:: Requirements ::
Please find every line in the material below that contains the string "opening" with matching case, and copy each such line in full.

:: Given entries ::
◆ ◆ ◆ ◆ ◆ ◆ ◆
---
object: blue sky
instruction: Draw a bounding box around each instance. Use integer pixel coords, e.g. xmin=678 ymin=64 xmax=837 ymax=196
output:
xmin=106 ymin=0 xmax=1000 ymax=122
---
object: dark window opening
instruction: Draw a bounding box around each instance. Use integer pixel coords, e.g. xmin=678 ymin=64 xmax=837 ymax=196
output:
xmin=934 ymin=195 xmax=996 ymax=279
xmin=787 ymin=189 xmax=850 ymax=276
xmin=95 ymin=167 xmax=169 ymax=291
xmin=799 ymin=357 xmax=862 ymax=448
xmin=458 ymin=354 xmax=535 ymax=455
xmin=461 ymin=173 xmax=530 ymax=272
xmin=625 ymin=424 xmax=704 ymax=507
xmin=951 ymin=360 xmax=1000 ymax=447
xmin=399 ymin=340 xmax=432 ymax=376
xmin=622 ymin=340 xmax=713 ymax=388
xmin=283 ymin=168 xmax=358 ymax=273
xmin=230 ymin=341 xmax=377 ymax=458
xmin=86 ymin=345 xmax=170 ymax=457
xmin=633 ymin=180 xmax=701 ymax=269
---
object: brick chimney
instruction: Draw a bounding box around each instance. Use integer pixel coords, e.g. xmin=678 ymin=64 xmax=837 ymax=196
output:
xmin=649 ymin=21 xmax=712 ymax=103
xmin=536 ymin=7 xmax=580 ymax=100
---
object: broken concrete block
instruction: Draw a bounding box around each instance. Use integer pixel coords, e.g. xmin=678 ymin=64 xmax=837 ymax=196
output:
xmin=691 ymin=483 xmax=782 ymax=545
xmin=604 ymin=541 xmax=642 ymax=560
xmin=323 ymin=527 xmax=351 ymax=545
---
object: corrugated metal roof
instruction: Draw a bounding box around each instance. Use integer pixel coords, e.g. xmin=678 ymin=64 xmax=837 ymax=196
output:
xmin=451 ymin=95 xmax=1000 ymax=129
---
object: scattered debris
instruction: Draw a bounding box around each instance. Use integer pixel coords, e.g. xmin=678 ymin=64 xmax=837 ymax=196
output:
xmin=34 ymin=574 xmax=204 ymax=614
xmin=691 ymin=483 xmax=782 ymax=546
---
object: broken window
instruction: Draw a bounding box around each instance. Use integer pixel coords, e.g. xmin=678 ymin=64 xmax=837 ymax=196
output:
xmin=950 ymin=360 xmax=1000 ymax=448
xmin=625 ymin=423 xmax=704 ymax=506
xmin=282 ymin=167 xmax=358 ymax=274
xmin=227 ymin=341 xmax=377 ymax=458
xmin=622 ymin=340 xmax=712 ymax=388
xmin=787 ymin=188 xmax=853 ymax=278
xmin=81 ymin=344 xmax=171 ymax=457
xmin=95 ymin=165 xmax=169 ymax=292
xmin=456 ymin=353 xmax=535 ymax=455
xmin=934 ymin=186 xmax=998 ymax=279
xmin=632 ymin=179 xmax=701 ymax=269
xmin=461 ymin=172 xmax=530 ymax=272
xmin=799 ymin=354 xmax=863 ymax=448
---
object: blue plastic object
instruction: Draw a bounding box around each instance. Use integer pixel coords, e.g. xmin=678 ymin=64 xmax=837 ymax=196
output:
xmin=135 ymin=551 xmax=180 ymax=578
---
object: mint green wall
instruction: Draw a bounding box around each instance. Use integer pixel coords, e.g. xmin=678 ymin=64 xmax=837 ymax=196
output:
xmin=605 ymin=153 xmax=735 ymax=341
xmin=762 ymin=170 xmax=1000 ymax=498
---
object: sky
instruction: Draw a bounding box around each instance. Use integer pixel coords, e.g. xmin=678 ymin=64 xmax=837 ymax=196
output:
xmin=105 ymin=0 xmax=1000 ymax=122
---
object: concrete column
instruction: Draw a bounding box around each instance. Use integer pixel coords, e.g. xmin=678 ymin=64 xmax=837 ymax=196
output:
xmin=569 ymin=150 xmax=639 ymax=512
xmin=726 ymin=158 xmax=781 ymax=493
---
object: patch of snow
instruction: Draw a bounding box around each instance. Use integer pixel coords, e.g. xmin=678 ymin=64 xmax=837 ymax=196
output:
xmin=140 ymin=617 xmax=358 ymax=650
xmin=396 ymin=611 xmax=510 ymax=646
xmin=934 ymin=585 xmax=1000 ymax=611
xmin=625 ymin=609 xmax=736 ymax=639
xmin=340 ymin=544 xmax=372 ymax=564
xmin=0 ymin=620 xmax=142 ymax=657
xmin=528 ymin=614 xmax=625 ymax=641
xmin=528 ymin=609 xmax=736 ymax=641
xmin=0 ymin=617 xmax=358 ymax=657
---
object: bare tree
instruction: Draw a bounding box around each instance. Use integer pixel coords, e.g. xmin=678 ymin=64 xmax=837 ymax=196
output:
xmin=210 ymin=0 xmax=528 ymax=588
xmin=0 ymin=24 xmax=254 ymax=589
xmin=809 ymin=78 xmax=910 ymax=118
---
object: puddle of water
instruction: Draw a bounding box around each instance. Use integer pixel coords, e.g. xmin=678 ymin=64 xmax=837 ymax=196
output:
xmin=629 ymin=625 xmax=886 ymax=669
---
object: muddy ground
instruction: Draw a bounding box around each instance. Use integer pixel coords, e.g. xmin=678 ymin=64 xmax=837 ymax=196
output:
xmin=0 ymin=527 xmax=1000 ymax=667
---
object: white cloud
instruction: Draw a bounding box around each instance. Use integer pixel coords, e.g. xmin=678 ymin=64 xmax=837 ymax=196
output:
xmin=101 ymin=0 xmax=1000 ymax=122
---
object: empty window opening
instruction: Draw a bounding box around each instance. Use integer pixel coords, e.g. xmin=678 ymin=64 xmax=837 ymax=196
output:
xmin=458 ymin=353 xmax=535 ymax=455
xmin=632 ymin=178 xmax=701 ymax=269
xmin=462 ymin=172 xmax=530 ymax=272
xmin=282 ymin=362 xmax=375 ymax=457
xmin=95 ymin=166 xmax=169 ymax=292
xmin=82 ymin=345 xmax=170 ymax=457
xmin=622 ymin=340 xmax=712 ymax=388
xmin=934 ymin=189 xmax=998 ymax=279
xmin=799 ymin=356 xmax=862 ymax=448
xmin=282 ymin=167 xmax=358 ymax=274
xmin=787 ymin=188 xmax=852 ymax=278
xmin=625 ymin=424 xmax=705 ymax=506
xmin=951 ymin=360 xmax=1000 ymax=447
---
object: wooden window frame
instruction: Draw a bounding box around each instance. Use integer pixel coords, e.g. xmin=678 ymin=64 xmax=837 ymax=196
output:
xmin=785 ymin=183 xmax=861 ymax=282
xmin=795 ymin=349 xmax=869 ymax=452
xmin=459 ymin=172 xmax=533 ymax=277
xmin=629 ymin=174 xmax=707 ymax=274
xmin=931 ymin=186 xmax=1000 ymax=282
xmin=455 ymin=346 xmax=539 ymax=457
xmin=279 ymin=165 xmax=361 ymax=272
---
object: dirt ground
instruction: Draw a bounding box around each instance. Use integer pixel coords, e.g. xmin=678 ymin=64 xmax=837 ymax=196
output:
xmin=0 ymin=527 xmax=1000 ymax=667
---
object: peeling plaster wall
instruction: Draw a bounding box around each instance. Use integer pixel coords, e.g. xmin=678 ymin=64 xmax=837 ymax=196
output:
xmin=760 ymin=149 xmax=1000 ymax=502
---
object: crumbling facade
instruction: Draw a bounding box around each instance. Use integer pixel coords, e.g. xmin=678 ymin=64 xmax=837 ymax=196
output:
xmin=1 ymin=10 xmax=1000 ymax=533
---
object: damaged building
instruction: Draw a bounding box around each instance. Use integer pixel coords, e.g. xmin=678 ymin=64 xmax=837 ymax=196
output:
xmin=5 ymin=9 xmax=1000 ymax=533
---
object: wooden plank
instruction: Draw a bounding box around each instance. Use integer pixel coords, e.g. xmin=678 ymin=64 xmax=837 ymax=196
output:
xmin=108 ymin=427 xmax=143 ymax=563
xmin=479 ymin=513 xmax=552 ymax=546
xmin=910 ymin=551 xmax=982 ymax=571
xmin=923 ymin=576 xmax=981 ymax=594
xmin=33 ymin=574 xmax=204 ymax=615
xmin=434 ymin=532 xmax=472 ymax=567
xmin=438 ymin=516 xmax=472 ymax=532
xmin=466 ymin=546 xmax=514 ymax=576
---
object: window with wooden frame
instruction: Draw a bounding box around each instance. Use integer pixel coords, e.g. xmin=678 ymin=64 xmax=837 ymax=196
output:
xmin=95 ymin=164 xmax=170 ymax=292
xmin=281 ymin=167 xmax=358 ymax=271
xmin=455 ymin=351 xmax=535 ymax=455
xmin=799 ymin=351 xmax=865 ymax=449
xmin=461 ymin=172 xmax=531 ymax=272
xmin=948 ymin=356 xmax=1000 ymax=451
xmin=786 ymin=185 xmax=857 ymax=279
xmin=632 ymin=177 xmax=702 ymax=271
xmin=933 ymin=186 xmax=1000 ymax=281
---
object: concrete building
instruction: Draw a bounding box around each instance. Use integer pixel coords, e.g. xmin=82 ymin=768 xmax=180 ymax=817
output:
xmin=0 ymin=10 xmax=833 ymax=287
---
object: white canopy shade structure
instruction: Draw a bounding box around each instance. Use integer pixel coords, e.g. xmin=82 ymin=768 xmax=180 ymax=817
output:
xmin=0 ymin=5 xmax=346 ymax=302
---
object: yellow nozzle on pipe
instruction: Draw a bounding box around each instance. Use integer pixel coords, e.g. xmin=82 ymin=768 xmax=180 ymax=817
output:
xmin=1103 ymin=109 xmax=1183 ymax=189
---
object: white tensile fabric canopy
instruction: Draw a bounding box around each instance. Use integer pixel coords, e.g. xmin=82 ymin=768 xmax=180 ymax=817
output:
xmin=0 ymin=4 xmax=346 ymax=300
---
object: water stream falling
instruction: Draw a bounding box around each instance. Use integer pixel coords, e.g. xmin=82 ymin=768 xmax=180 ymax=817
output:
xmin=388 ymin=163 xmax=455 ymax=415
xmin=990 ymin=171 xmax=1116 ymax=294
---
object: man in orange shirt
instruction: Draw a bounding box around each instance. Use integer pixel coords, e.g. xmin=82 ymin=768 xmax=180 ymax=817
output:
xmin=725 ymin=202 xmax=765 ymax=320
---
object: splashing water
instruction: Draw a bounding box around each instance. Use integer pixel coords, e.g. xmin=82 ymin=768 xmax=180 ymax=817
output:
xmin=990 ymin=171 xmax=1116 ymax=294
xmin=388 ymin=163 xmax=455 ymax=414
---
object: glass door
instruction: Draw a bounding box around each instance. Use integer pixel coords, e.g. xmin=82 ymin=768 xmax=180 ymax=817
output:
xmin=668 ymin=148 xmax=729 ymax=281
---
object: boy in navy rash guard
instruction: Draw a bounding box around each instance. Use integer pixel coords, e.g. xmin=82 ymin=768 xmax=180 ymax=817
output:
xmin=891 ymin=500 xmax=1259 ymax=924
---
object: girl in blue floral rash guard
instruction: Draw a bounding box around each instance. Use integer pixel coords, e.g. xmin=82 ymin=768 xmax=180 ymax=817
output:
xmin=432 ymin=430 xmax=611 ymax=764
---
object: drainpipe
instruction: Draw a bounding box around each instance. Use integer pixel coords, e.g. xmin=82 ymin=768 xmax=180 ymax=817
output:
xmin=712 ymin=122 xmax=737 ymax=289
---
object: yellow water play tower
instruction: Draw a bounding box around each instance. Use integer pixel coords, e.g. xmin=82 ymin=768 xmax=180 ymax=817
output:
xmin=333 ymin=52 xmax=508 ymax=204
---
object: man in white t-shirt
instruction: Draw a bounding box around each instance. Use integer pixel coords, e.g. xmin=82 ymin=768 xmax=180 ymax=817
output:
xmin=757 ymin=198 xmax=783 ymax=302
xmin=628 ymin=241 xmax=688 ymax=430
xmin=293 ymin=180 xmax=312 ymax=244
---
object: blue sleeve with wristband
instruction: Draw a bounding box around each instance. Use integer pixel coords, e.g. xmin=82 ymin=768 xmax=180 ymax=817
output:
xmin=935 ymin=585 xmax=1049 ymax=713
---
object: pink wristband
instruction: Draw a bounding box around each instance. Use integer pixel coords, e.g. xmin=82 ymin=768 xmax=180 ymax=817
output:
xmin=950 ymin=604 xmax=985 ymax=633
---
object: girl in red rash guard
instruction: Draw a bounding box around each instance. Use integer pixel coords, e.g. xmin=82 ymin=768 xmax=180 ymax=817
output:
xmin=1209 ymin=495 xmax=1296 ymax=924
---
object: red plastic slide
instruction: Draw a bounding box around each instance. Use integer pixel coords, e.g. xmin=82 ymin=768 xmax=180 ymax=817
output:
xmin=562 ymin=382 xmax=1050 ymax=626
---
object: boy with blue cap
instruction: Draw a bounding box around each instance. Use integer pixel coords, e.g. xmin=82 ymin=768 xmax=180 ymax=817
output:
◆ ◆ ◆ ◆ ◆ ◆ ◆
:: Written answer ::
object: dark window opening
object: empty window opening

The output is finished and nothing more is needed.